■ Problem to solve: When you reach the line containing "of the high-visibility" in the data below, reproduce it and every line that follows, exactly and without additions.

======

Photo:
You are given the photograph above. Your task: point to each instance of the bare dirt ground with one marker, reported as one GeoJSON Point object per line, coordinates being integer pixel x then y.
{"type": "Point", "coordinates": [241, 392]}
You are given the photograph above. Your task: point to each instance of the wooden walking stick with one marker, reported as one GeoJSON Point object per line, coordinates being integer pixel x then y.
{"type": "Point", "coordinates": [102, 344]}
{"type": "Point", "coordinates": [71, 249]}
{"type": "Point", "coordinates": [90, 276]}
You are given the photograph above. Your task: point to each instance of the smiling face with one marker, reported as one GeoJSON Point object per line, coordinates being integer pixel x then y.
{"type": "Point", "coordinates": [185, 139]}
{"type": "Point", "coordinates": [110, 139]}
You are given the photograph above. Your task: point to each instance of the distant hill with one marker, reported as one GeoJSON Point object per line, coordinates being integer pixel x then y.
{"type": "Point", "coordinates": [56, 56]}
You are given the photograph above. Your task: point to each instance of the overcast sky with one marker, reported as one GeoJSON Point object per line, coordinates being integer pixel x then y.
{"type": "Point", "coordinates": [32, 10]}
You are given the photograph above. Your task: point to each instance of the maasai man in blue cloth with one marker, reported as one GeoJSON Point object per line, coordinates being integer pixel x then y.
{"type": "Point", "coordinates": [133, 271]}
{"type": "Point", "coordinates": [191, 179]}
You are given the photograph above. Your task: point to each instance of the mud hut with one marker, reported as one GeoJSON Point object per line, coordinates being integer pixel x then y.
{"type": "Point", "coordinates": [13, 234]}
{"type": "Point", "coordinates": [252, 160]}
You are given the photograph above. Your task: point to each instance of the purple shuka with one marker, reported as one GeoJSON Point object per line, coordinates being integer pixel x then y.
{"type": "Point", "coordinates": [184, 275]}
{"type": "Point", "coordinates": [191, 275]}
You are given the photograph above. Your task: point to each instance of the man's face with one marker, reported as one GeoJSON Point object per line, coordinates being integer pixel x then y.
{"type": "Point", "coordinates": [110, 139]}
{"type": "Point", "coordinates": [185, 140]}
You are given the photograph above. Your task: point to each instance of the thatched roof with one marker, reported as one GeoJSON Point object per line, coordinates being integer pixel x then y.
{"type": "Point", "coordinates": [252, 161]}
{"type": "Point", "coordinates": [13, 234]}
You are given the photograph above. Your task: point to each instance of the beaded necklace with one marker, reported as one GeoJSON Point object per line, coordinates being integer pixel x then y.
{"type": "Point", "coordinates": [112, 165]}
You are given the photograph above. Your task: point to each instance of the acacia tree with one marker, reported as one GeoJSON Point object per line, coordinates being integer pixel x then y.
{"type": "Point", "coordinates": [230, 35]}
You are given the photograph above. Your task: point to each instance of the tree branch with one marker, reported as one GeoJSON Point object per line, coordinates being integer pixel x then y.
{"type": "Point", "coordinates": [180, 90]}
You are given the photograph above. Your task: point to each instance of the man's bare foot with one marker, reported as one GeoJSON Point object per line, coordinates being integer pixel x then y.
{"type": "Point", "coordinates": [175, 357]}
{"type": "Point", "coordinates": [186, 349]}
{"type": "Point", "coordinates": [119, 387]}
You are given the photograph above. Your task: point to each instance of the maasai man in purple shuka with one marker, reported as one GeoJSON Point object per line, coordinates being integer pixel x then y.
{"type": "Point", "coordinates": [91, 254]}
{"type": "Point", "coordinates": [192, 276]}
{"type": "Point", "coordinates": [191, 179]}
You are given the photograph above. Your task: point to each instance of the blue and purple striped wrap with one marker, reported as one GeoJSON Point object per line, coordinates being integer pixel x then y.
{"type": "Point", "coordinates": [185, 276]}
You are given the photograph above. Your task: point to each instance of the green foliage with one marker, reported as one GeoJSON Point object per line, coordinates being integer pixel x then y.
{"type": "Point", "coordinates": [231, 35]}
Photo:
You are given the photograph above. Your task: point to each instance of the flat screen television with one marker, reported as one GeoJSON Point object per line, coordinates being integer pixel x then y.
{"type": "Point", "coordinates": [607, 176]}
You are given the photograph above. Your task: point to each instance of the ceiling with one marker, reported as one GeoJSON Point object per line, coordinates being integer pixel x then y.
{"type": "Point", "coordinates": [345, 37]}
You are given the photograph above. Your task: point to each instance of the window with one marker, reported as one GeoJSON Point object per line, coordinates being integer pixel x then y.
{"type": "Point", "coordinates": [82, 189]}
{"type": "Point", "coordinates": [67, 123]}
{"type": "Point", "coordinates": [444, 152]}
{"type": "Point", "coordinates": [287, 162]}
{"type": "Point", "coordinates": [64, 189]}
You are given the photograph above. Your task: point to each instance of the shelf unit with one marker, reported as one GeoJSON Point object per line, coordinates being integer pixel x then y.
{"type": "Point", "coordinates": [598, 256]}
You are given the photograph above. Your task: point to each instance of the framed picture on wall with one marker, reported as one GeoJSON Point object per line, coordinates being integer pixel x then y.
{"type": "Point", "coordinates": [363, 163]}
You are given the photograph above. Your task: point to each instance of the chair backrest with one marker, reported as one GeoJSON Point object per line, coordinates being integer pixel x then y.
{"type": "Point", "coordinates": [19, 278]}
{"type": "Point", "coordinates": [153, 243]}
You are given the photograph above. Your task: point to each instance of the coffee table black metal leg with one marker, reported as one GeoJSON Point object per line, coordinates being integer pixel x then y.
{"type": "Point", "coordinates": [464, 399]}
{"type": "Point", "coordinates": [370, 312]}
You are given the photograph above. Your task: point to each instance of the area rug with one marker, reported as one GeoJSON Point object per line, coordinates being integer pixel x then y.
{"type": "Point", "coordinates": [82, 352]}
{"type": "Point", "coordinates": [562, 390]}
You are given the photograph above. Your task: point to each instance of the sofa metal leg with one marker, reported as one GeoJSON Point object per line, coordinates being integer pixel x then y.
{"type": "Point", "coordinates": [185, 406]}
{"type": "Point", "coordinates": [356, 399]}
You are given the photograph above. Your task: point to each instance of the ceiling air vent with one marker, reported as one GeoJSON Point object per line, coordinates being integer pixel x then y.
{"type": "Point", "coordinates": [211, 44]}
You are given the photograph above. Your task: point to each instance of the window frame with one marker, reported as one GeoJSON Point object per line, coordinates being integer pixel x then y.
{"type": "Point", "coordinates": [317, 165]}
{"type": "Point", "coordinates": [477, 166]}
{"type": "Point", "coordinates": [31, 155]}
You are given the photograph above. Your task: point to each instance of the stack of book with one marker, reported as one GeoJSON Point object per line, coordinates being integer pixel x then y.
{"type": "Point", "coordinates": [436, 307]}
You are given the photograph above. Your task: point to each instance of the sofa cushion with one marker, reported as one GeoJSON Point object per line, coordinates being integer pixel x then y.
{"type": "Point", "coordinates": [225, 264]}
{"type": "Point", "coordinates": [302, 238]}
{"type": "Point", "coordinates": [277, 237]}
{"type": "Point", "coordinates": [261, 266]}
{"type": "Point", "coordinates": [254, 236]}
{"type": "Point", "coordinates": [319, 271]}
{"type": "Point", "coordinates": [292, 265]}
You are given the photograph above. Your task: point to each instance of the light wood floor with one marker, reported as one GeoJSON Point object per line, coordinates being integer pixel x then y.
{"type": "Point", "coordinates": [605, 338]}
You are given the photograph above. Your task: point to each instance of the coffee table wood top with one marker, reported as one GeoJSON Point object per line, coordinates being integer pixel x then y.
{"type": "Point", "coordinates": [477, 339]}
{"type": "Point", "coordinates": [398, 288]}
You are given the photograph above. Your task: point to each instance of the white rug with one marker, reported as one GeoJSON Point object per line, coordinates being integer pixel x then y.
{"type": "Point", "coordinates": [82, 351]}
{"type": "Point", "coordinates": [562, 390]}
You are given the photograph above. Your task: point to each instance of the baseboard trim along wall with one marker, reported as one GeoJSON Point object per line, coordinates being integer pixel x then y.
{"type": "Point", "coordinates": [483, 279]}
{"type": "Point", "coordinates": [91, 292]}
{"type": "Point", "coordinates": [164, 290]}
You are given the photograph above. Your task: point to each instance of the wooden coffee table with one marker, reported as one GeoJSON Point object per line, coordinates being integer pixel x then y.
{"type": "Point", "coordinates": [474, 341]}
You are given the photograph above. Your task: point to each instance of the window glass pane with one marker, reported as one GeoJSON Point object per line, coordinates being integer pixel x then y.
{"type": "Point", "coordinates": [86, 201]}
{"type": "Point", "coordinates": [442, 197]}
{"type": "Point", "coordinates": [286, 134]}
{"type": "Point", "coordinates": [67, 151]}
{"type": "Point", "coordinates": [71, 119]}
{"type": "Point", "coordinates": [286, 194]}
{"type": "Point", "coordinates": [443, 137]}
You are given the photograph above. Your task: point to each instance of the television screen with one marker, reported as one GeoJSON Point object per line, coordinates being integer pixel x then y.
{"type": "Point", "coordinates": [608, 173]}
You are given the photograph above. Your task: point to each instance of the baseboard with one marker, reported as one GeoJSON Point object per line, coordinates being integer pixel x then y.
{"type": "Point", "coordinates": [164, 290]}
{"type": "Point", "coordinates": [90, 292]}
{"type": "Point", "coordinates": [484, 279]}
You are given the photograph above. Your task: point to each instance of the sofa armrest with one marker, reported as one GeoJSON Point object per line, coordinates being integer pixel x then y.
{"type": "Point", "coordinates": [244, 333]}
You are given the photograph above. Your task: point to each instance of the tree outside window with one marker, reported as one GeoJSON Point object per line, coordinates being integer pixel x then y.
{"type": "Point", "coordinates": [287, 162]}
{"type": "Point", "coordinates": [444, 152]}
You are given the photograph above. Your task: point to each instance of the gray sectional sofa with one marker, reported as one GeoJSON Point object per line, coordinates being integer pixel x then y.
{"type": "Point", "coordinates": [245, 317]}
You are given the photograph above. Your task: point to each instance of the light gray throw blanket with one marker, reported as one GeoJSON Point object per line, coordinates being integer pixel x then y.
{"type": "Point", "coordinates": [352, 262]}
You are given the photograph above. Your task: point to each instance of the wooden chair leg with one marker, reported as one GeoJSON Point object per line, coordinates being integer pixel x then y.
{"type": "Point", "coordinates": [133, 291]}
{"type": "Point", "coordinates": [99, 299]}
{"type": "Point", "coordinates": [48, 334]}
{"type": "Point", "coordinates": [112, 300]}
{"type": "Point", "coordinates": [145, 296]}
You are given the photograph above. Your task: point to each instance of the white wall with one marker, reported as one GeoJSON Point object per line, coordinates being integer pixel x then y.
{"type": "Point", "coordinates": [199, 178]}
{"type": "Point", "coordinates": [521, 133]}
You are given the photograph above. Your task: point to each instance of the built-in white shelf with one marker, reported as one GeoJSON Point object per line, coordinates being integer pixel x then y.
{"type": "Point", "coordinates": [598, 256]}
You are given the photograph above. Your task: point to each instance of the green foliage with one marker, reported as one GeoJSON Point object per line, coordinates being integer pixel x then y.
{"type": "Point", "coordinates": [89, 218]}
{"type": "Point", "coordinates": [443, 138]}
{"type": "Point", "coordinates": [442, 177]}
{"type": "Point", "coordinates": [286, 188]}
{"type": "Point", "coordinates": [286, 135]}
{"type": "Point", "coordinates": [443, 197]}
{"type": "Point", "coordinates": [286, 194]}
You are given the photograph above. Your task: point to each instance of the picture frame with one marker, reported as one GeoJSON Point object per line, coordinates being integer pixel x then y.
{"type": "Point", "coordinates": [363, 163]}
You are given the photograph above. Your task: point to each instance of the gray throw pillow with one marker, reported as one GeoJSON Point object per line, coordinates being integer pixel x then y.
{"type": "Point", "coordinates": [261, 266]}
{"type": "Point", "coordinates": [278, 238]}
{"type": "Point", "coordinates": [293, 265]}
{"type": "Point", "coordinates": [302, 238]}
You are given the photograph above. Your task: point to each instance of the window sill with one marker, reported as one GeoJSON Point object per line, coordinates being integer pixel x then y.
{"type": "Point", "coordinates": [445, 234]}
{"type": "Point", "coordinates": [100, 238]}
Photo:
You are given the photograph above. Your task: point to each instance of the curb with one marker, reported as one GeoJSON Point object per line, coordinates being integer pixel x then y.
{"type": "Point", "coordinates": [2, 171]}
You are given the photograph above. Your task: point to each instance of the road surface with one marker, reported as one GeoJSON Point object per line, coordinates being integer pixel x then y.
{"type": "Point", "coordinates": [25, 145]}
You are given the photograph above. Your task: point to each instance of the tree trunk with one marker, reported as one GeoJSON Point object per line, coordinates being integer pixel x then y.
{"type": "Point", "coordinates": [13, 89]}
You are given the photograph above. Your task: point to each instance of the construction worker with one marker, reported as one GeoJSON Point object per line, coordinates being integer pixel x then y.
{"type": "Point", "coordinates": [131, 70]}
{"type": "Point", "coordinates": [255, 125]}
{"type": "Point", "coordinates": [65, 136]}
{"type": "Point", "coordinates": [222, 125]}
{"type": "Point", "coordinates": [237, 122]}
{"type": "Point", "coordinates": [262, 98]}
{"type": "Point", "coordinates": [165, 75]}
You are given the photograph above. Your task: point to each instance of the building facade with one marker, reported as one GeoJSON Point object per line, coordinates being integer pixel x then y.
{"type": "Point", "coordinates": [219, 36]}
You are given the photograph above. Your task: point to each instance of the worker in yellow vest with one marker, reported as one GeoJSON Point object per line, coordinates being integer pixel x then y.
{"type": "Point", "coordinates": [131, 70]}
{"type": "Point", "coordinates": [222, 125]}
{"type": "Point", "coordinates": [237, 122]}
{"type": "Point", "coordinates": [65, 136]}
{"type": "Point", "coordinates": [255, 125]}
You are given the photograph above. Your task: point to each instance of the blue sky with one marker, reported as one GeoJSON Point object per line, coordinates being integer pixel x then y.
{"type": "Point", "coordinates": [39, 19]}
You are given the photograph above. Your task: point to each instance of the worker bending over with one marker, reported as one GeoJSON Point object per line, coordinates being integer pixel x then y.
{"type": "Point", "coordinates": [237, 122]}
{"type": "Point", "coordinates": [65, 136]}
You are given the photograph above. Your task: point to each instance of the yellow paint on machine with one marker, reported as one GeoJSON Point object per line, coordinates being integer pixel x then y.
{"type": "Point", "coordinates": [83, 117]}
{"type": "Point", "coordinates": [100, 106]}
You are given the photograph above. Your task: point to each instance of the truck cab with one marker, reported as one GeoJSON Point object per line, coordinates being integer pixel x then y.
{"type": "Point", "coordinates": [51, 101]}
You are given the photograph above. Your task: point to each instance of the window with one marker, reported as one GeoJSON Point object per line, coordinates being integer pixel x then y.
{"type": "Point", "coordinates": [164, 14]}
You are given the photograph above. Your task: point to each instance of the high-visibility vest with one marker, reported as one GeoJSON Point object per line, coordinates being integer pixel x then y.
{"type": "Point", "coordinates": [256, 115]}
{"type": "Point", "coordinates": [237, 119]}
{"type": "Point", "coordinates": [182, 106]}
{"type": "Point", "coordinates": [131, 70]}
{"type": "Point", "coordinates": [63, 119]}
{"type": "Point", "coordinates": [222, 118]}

======

■ Exercise answer:
You are given the photograph above. Your task: point to each instance of the high-visibility vest with one marker, reported as one GeoJSON Point object per line, coordinates being integer pixel x then y.
{"type": "Point", "coordinates": [256, 115]}
{"type": "Point", "coordinates": [237, 119]}
{"type": "Point", "coordinates": [182, 106]}
{"type": "Point", "coordinates": [131, 70]}
{"type": "Point", "coordinates": [63, 119]}
{"type": "Point", "coordinates": [222, 118]}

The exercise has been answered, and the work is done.